======== SOURCE PASSAGE

President Bush has often criticized " activist judges " for allegedly

shaping the law to fit their own policy preferences instead of

enforcing it as written.

 

Now, Bush's own appointees to the Supreme Court have an opportunity

to show that they will enforce a law that Congress enacted more than

30 years ago, rather than bending that law out of shape to avoid a

result that they would rather not reach.

 

The law involved is the Clean Air Act, enacted in 1970 and still

very relevant today. Although the Clean Air Act is long and

complicated, at least one of its requirements is clear and simple.

It requires the administrator of the Environmental Protection Agency

to issue standards limiting automobile emissions of any air

pollutant " which in his judgment causes, or contributes to, air

pollution which may reasonably be anticipated to endanger public

health or welfare. "

This provision is mandatory. If a pollutant " may reasonably be

anticipated to endanger public health or welfare, " then the EPA must

act.

 

In 1999 a group of parties petitioned the EPA to issue emission

standards for carbon dioxide, methane and other " greenhouse gases "

================

**ACTIONS TO TAKE**
a - Can you condense the paragraph beginning "The law involved is the Clean Air Act" in the passage on the Clean Air Act into a shorter version that keeps its main facts?
b - Could you carry the passage on the Clean Air Act forward from its last words?

======== INFORMATION PROVIDED

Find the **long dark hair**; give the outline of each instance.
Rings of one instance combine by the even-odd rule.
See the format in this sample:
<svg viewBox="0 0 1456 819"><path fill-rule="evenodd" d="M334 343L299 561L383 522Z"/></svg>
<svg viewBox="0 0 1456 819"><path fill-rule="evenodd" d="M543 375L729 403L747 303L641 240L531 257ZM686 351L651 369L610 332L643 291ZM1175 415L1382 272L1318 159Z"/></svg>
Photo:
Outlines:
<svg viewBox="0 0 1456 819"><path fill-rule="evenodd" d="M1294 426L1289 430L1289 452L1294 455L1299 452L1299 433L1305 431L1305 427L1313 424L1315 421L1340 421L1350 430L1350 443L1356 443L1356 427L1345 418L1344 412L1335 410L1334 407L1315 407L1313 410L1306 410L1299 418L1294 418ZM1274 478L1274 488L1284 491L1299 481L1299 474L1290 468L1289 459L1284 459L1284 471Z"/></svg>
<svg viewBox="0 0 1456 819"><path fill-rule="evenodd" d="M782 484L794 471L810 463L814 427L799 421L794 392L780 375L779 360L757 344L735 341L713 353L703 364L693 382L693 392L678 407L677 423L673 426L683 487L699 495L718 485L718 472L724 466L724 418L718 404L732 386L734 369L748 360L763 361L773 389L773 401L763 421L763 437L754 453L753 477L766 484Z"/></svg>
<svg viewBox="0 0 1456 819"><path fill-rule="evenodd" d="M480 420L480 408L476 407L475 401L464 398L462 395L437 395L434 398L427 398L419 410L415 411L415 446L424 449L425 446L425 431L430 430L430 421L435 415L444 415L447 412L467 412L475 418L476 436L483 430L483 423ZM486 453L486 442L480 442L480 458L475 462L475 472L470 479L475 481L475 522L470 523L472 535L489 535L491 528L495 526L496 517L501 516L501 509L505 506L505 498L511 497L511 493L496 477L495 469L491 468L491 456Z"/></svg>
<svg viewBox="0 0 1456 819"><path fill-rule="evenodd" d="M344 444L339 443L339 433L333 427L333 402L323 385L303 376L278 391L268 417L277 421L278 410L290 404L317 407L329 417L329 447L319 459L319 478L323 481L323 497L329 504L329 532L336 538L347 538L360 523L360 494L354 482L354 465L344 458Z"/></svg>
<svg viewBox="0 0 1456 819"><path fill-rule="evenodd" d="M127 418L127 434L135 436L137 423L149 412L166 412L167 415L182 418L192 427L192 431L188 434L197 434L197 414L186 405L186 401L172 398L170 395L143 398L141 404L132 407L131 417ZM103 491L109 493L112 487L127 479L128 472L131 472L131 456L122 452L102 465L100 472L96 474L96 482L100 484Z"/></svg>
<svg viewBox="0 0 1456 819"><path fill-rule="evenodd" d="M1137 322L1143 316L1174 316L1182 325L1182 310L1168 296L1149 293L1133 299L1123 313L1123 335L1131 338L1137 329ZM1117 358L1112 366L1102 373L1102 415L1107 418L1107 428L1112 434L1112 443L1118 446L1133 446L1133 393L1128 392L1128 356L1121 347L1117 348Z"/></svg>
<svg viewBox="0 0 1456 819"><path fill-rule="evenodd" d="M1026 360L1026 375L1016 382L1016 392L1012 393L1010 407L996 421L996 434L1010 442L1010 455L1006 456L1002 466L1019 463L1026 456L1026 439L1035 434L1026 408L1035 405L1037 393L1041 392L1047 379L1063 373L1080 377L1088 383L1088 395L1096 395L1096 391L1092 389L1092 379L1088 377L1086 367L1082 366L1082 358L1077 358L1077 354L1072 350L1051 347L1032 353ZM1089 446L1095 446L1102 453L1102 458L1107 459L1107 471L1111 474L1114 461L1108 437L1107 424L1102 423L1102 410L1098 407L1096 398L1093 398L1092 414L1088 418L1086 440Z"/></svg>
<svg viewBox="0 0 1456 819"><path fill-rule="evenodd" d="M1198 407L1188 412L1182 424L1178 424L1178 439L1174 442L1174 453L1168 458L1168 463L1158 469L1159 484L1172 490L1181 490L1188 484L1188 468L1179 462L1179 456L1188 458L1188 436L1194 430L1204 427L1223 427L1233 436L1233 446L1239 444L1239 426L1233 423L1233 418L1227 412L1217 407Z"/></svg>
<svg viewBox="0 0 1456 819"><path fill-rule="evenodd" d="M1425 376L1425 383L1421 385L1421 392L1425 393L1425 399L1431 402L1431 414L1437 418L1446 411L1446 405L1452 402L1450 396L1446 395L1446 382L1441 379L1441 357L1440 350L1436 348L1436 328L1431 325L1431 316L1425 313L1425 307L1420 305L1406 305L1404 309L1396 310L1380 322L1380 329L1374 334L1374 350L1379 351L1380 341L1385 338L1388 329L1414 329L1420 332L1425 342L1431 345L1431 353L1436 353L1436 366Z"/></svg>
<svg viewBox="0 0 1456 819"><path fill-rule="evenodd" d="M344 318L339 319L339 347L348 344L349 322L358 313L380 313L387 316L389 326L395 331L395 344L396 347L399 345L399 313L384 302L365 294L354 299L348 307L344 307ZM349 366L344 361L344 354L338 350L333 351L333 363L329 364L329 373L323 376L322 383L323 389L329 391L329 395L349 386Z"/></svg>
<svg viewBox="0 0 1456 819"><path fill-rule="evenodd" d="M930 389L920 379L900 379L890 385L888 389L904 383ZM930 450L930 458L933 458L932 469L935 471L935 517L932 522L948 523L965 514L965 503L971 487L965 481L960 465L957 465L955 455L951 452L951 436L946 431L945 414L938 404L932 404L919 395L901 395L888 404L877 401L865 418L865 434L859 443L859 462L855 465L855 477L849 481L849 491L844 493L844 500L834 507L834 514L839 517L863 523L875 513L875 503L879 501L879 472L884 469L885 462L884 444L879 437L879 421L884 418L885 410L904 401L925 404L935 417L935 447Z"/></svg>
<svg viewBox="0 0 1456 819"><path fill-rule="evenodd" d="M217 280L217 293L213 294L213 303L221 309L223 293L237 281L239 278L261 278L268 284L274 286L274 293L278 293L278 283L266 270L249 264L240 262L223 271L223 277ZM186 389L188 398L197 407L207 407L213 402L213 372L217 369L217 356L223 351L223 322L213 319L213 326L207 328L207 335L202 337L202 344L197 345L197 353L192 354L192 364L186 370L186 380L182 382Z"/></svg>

================

**IN RESPONSE**
a - The Clean Air Act, enacted in 1970 and still relevant today, is long and complicated, but one requirement is clear. The EPA administrator must issue standards limiting automobile emissions of any air pollutant that, in the administrator's judgment, causes or contributes to air pollution reasonably anticipated to endanger public health or welfare.

b -
emitted from auto tailpipes that contribute to global warming.

 

There can be little doubt that such gases " may reasonably be

anticipated to endanger public health or welfare " within the meaning

of the Clean Air Act, because the act defines endangerment of public

welfare to include harmful effects on the Earth's climate. Since

global warming is likely to, among other things, raise sea levels by

melting the polar ice caps, thereby inundating heavily populated

coastal areas, it is certainly a threat to public welfare.

 

The EPA denied the petition. However, it did not deny that

automobile emissions contribute to global warming, or that global

warming endangers public welfare. Instead, it offered two

justifications for its refusal to act. First, the EPA claimed that

greenhouse gases are not air pollutants within the meaning of the

Clean Air Act. This denial, however, is not credible. The act

defines " air pollutant " to include " any substance or matter which is

emitted into or otherwise enters the ambient air. " Since greenhouse

gases are substances, and they enter the air, they are air

pollutants.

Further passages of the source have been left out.